→ WORK ITEM:
Nothing is to be altered; the data must be repeated exactly.
——————————
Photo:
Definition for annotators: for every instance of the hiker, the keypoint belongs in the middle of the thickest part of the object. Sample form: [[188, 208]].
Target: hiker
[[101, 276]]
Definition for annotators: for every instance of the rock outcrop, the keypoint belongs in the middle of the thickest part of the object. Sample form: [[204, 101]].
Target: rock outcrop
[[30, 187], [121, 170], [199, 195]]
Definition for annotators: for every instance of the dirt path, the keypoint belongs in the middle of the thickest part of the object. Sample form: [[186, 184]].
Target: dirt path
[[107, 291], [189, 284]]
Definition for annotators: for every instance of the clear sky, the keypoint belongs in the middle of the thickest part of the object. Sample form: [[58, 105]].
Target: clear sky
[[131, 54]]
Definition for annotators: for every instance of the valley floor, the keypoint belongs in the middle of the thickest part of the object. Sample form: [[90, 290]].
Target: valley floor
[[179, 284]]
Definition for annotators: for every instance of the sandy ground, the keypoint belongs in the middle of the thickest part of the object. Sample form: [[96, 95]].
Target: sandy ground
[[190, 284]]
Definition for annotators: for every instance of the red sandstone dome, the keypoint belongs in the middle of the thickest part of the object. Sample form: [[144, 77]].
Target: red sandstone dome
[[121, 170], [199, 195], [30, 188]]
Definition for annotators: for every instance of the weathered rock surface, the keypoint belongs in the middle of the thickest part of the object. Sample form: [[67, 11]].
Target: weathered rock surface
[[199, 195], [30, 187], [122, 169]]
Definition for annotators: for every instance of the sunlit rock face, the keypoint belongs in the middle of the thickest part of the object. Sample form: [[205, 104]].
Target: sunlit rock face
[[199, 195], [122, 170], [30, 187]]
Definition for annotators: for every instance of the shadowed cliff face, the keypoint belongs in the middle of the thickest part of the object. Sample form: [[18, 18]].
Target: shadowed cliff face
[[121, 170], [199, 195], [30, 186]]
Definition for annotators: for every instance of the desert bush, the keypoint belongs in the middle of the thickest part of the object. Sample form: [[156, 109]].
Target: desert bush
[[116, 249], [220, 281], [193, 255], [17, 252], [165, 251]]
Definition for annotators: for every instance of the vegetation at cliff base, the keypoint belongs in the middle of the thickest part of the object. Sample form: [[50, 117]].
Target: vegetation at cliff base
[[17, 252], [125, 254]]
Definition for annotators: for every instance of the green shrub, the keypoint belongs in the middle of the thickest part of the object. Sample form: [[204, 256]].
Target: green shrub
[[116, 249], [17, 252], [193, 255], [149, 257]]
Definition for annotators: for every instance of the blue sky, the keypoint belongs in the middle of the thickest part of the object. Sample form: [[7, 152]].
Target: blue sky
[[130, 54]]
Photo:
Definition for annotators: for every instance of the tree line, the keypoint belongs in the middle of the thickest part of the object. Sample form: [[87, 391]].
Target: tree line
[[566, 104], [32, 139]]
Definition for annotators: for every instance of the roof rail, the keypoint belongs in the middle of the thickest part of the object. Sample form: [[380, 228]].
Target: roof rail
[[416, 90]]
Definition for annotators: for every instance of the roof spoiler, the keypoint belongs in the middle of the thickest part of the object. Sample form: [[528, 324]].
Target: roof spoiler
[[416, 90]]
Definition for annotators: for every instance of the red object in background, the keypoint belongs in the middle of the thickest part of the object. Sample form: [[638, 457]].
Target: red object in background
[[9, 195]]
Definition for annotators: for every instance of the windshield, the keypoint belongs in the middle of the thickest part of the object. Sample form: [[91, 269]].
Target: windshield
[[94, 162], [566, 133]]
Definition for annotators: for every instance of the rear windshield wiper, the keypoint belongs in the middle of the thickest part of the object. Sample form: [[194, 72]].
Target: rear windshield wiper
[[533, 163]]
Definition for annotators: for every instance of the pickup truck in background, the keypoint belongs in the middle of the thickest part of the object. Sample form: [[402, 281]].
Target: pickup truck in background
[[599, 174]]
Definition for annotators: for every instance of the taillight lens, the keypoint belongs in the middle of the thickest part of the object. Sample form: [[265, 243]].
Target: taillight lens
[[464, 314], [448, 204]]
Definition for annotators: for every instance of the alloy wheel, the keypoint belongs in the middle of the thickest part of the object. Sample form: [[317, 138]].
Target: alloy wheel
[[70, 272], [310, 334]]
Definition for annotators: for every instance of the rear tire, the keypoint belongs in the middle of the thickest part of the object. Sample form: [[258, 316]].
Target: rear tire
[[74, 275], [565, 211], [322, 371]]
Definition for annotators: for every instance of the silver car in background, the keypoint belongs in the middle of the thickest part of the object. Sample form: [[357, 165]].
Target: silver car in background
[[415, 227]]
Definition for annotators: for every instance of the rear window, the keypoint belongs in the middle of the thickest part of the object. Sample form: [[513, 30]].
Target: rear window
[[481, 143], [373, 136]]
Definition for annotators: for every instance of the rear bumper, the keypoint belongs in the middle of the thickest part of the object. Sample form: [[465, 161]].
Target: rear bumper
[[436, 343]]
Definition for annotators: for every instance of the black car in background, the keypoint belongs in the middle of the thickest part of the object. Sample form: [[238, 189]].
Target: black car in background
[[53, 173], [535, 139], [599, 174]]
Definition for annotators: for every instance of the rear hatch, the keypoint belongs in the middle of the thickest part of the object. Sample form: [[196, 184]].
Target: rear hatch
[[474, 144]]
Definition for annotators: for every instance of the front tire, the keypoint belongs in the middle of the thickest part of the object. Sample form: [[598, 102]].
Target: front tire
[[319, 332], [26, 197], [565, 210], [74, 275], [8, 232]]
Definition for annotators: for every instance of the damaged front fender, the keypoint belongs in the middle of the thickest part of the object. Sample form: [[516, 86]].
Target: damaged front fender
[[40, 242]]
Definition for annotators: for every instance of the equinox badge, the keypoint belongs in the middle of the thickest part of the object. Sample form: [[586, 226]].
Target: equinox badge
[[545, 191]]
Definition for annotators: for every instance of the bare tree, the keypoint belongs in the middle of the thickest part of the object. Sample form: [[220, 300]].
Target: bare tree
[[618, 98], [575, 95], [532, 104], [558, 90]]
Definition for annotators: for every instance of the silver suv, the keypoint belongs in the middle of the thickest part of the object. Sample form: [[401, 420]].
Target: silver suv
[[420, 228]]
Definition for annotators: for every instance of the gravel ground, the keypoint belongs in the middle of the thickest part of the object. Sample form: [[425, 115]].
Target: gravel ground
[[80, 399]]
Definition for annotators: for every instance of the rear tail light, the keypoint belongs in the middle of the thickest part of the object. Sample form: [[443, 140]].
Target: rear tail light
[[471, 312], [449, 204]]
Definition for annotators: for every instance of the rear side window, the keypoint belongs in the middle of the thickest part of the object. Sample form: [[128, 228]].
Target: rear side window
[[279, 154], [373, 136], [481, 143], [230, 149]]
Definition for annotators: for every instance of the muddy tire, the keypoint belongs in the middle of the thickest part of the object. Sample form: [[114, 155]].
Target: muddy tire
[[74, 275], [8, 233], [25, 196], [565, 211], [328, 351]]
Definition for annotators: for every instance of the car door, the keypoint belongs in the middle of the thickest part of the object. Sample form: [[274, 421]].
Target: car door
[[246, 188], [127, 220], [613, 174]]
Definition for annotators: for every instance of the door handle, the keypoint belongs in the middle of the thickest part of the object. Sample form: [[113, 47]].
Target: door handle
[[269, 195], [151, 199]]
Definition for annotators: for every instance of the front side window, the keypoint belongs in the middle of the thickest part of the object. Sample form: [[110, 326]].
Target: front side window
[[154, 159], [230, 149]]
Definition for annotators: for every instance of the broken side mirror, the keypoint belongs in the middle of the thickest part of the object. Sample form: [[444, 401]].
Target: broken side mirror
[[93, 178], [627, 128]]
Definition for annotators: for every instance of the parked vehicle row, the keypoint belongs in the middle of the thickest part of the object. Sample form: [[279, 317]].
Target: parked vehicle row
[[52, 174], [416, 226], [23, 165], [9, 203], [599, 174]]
——————————
→ YOUR SOLUTION:
Photo:
Definition for annotators: for every instance of the hiker, the keypoint belongs in the middle of the thickest part of the object. Sample form: [[188, 208]].
Target: hiker
[[101, 276]]
Definition for annotators: for every instance of the rock outcrop, the keypoint belongs in the middle of the thickest part of the object. Sample form: [[204, 101]].
Target: rock outcrop
[[30, 187], [121, 170], [199, 195]]
Definition for annotators: for every instance of the dirt path, the keypoint belongs in the middle of the thickest part of the object. Sample form: [[186, 184]].
Target: dirt path
[[107, 291], [189, 284]]
Definition for annotators: for every instance of the clear sky, the keypoint belongs in the middle of the thickest part of the object. Sample form: [[58, 105]].
Target: clear sky
[[131, 54]]
Definition for annotators: for every instance of the valley floor, the keypoint belongs in the middle of the thickest part of the object. Sample form: [[90, 290]].
Target: valley floor
[[179, 284]]
Definition for annotators: for every instance of the sandy ground, the keypoint belongs in the middle of the thickest part of the object. Sample form: [[96, 95]].
Target: sandy ground
[[190, 284]]
Definition for annotators: for every instance of the red sandstone dome, the keypoint belongs in the middle of the thickest part of the object. Sample form: [[144, 77]].
Target: red sandstone dome
[[121, 170], [199, 195], [30, 188]]
Definition for annotators: for every instance of the weathered rock surface, the keypoint belongs in the middle of the thickest part of the object. Sample form: [[67, 11]].
Target: weathered rock surface
[[199, 195], [30, 187], [122, 169]]
Definition for annotators: for every instance of the sunlit rock face, the keypoint belongs in the middle of the thickest part of the object. Sample form: [[205, 104]].
Target: sunlit rock face
[[199, 195], [122, 170], [30, 187]]
Definition for annotators: for every instance of the shadowed cliff face, the keypoint belongs in the middle of the thickest part of the object. Sample form: [[18, 18]].
Target: shadowed cliff face
[[121, 170], [199, 195], [30, 186]]
Definition for annotators: for every instance of the desert bush, the keypoint belongs in the middle of the thickest part of the object. Sample form: [[156, 109]].
Target: desert bush
[[116, 249], [220, 281], [193, 255], [17, 252], [165, 251]]
Definition for annotators: for every instance of the vegetation at cliff base, the keypoint belongs in the middle of the thickest part of the object. Sample form: [[50, 117]].
Target: vegetation at cliff base
[[17, 252], [125, 254]]
Definition for annotators: for every instance of the green shrub, the keypoint belongs in the middle of the thickest part of the object. Sample form: [[204, 256]].
Target: green shrub
[[116, 249], [17, 252], [193, 255], [149, 257]]
Definition for annotators: for every instance of the blue sky, the keypoint belongs in the middle of the thickest part of the object. Sample form: [[7, 152]].
Target: blue sky
[[130, 54]]
Photo:
Definition for annotators: for every instance of the tree line, the keypoint belongs in the middle of the thickest part of the object. Sample form: [[87, 391]].
Target: tree line
[[566, 104], [32, 139]]
Definition for annotators: for every instance of the roof rail, the keypoint belongs in the middle of the thickest part of the object. Sample form: [[380, 228]].
Target: roof rail
[[416, 90]]
Definition for annotators: for every instance of the roof spoiler, the keypoint belongs in the middle of the thickest part of the object. Sample form: [[528, 324]].
Target: roof spoiler
[[416, 90]]
Definition for annotators: for every instance of the red object in background, the keypoint belongs in the middle of the thickest part of the object. Sample form: [[638, 457]].
Target: red object in background
[[9, 195]]
Definition for annotators: for every instance of the windshield, the keypoint belongs in the middle of the thickest part of the object. Sample form: [[91, 269]].
Target: windshield
[[94, 162], [566, 133]]
Definition for annotators: for every instance of the rear windshield wiper, the keypoint belongs in the middle of the thickest part of the object. Sample form: [[194, 72]].
Target: rear windshield wiper
[[533, 163]]
Definition for annotators: for every instance of the pickup truck in background, the keypoint belongs in the middle of the thickest part of the object. Sample form: [[402, 281]].
Target: pickup truck in background
[[599, 174]]
Definition for annotators: for every instance of the taillight lens, the keypoint belongs in the middle of the thickest part of the object. Sample form: [[265, 243]].
Target: taillight lens
[[464, 314], [448, 204]]
Definition for annotators: for every instance of the alloy wheel, the keypoint belongs in the middle of the thickest part of the object. Sample form: [[317, 138]].
Target: alloy wheel
[[70, 272], [310, 334]]
Definition for annotators: for every instance of the rear tire, the keypoint belongs in the middle of the thickest part of the object. Sample form: [[258, 316]].
Target: rear tire
[[74, 275], [565, 211], [322, 371]]
Definition for annotators: for every instance of the silver car in background, the keypoint belongs in the middle of the thickest part of the object. Sample form: [[357, 165]].
Target: silver car in background
[[415, 227]]
Definition for annotators: for every instance of the rear window, the keypoint belongs in the middle of the thickest part of the object. Sample form: [[513, 30]].
Target: rear window
[[481, 143], [373, 136]]
Definition for annotators: for every instance of the rear bumper, the keypoint belongs in the middle of the thickest part of the object. Sample form: [[465, 161]].
Target: rear bumper
[[436, 343]]
Definition for annotators: for every instance of the black car in background, the keypoint belongs in the middle of the thickest part of the object. Sample form: [[238, 189]].
Target: black car in background
[[53, 173], [535, 139], [599, 174]]
Definition for annotators: for every instance of the rear hatch, the keypoint belongs in the middle of the thickest part of the object. Sample form: [[196, 184]].
Target: rear hatch
[[474, 144]]
Definition for annotators: for every instance of the front tire, the keypoint belongs in the middle of the thickest part of the object. Sample form: [[598, 102]].
Target: front tire
[[319, 332], [26, 197], [565, 210], [74, 275], [8, 232]]
Definition for annotators: for every instance of the damaged front fender, the keypoint belongs in the middle of the thickest part of the object. Sample form: [[516, 86]].
Target: damaged front fender
[[40, 242]]
Definition for annotators: for every instance of the equinox badge, the keypoint belongs in the middle of the thickest part of the object. Sample form: [[586, 226]].
Target: equinox badge
[[545, 191]]
Definition for annotators: for every instance of the bare tree, the keypoint belongs in the middle of the thickest part of the object. Sample form: [[220, 300]].
Target: bare tree
[[618, 98], [575, 95], [532, 104], [558, 90]]
Definition for annotators: for every instance of the silver suv, the keypoint belongs in the middle of the thickest part of the object. Sample form: [[401, 420]].
Target: silver suv
[[420, 228]]
Definition for annotators: for every instance of the gravel ground, the keypoint belongs in the middle of the thickest part of the object. Sample form: [[425, 115]].
Target: gravel ground
[[80, 399]]
Definition for annotators: for every instance of the rear tail light, the keypoint belongs in the middle of the thickest part of the object. Sample form: [[443, 140]].
Target: rear tail light
[[471, 312], [449, 204]]
Definition for annotators: for every instance of the rear side window, the keypoint belongs in the middle of the thickest part of the object. Sample form: [[128, 228]].
Target: rear side window
[[279, 154], [373, 136], [481, 143], [230, 149]]
Definition for annotators: for every instance of the muddy tire, the keypoint belongs in the middle of the thickest part of the object. Sample form: [[114, 155]].
Target: muddy tire
[[74, 275], [8, 233], [25, 196], [565, 211], [328, 351]]
Definition for annotators: for every instance of the car door, the keypoint belongs in the middle of the thickest part of the object. Sample form: [[274, 421]].
Target: car door
[[246, 188], [127, 220], [613, 174]]
Definition for annotators: for every instance of the door handle, the keypoint belongs in the middle of the thickest part of the object. Sample form: [[113, 47]].
Target: door handle
[[269, 195], [151, 199]]
Definition for annotators: for every instance of the front side window, the keypoint belongs in the middle of the thickest part of the object. Sample form: [[110, 326]].
Target: front side window
[[154, 159], [230, 149]]
Definition for annotators: for every instance of the broken side mirror, the keypoint belongs in the middle of the thickest part of the object. Sample form: [[444, 401]].
Target: broken side mirror
[[93, 178], [627, 128]]
Definition for annotators: for every instance of the parked vehicle row, the keypoint belongs in the middle of the thickest part of the object. Sample form: [[279, 317]].
Target: parked vehicle row
[[52, 174], [416, 226], [23, 165], [9, 203], [599, 174]]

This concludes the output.